====== AUSZUG ======

Einige Zitate aus dem Tagesboten:
„die Umsetzung der demokratischen und Humanitätsideale in die Praxis der Minderheitenpolitik ... gefordert und gepredigt und durch sein gutes Beispiel in die Tat umgesetzt hat.“
„Wir beugen uns auch aus diesem Anlasse vor seiner ehrwürdigen Gestalt in Ehrfurcht, in Demut und Ergebenheit.“
In der Zeitung zitierte man die Äußerung des Präsidenten: „Demokratie ist verbesserungsbedürftig, aber in der jetzigen ernsten Lage kann man nicht experimentieren.“
Die Nachrichten über den Geburtstag kommen noch in den nächsten Tagen. Am 8. 3. schreibt man, wie Masaryk die Glückwünschenden empfängt, ein Artikel beschreibt, wie Masaryk lebt. In diesem Artikel wird alles ziemlich detailliert geschildert. Wann Masaryk aufsteht, was und wann er frühstückt, wie sein Gesundheitszustand ist… Diese Details zeigen sehr gut, wie wichtig Masaryk für die Menschen war. Wenn jemand einen detaillierten Tagesplan einer Person mit Interesse liest, bedeutet das, dass er diese Person mag und hochschätzt.
Auch im Jahre 35 wurde Masaryk in der Prager Presse gefeiert. Wieder wurden ihm viele Seiten gewidmet und es wurden verschiedene Heime und karitative Einrichtungen erwähnt, die seinen Namen trugen. z.B.: die Masaryk Antituberkuloseliga, Fliegerliga usw.
Die Schlagzeilen zu diesem Anlass: „Europa ehrt T.G. Masaryk“, oder „Das Weltecho des 7. März“
Die Wiederwahl Masaryks als Präsident, 25. 5. 1934
Die Deutschen waren mit der Wiederwahl mehr als zufrieden. In der Zeitung können wir ausführliche Berichte und zahlreiche Bilder finden. Den Präsidenten haben diesmal auch die deutschen Abgeordneten gewählt. Die Tagesbote äußert sogar Enttäuschung über die Haltung der Slowaken, die Masaryk nicht gewählt haben. Wir können Schlagzeilen und Stichworte lesen wie Deutsche und Tschechen feiern gemeinsam! Vertrauen und Achtung der Deutschen. Garantie des demokratischen Fortschritts.

====== GEZEIGTE EINTRÄGE ======

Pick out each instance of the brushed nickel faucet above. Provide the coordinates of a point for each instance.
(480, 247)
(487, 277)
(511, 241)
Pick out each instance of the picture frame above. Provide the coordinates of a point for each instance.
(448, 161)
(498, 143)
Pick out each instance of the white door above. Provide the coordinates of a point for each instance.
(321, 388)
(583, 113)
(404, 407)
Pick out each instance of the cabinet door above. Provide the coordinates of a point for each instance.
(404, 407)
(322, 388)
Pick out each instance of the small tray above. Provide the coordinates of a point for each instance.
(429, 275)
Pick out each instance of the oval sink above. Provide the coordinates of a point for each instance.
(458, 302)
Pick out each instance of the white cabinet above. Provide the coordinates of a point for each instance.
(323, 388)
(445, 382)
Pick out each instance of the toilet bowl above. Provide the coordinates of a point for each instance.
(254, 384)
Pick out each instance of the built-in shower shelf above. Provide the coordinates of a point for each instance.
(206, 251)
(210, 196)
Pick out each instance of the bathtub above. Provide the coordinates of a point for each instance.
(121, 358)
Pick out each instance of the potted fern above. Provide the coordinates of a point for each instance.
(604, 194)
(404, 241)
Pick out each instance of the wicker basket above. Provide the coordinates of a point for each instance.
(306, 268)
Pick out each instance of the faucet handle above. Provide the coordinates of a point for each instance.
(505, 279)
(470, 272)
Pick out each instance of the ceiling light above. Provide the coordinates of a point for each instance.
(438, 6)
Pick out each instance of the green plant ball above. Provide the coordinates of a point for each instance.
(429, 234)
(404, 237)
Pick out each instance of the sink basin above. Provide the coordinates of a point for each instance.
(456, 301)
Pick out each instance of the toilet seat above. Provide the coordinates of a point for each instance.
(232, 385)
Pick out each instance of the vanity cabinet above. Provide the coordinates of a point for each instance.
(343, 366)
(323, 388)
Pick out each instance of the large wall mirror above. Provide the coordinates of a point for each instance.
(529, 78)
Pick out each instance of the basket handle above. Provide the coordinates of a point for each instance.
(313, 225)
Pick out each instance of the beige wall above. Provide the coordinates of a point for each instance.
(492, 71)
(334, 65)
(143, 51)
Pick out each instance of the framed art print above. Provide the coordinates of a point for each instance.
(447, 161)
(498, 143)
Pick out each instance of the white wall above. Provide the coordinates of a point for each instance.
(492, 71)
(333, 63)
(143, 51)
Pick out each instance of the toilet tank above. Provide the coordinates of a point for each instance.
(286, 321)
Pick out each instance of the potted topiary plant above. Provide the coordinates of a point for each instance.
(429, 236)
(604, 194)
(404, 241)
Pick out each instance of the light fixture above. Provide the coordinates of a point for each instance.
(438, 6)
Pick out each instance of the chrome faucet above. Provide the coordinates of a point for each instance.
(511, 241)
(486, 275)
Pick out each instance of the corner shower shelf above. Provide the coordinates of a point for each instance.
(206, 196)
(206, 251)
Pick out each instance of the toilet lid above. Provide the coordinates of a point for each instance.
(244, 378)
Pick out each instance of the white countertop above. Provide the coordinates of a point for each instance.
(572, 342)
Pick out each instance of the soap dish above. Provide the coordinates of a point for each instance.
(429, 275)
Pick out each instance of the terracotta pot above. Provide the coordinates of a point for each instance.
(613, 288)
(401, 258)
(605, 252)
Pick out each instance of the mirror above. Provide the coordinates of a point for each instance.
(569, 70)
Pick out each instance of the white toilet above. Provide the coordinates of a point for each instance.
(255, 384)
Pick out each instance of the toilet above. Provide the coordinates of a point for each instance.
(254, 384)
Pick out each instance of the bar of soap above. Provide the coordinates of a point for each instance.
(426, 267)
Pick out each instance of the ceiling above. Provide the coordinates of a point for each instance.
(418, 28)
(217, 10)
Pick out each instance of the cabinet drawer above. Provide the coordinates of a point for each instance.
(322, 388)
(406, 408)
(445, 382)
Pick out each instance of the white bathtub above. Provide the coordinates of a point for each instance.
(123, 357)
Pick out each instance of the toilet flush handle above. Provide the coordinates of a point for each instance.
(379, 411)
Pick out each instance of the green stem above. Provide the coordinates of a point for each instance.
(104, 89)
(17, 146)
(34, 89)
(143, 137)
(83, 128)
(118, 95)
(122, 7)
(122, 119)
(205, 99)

======

** OFFENE AUFGABEN **
A - Gib die Zeilen der Auflistung unverändert wieder, und zwar von der Zeile mit „Pick out each instance of the toilet above.“ bis einschließlich zur letzten Zeile der Auflistung.
B - Führe den Text über Masaryk in der deutschen Presse ab der Stelle fort, an der er endet.

** SCHRIFTLICHE ANTWORTEN **
A -
Pick out each instance of the toilet above. Provide the coordinates of a point for each instance.
(254, 384)
Pick out each instance of the bar of soap above. Provide the coordinates of a point for each instance.
(426, 267)
Pick out each instance of the ceiling above. Provide the coordinates of a point for each instance.
(418, 28)
(217, 10)
Pick out each instance of the cabinet drawer above. Provide the coordinates of a point for each instance.
(322, 388)
(406, 408)
(445, 382)
Pick out each instance of the white bathtub above. Provide the coordinates of a point for each instance.
(123, 357)
Pick out each instance of the toilet flush handle above. Provide the coordinates of a point for each instance.
(379, 411)
Pick out each instance of the green stem above. Provide the coordinates of a point for each instance.
(104, 89)
(17, 146)
(34, 89)
(143, 137)
(83, 128)
(118, 95)
(122, 7)
(122, 119)
(205, 99)

B -
Nationalfeiertag 1935
Anlässlich des Nationalfeiertages 1935 hat sich der Tagesbote folgendermaßen über Masaryk geäußert. „Denn die wahrhafte Demokratie repräsentiert die organisierte Gerechtigkeit, die lebendige Vernunft, die gewaffnete Moral. In diesem Sinn ist unser von aller Welt hochgeschätzter Staatspräsident nicht bloß unser Führer, sondern auch unser Lehrer.“ (Tagesbote 29.10.1935). Auch im Dezember 1935, als Masaryk sein Amt niederlegte, widmete die Zeitung diesem Ereignis die ganze Vorderseite.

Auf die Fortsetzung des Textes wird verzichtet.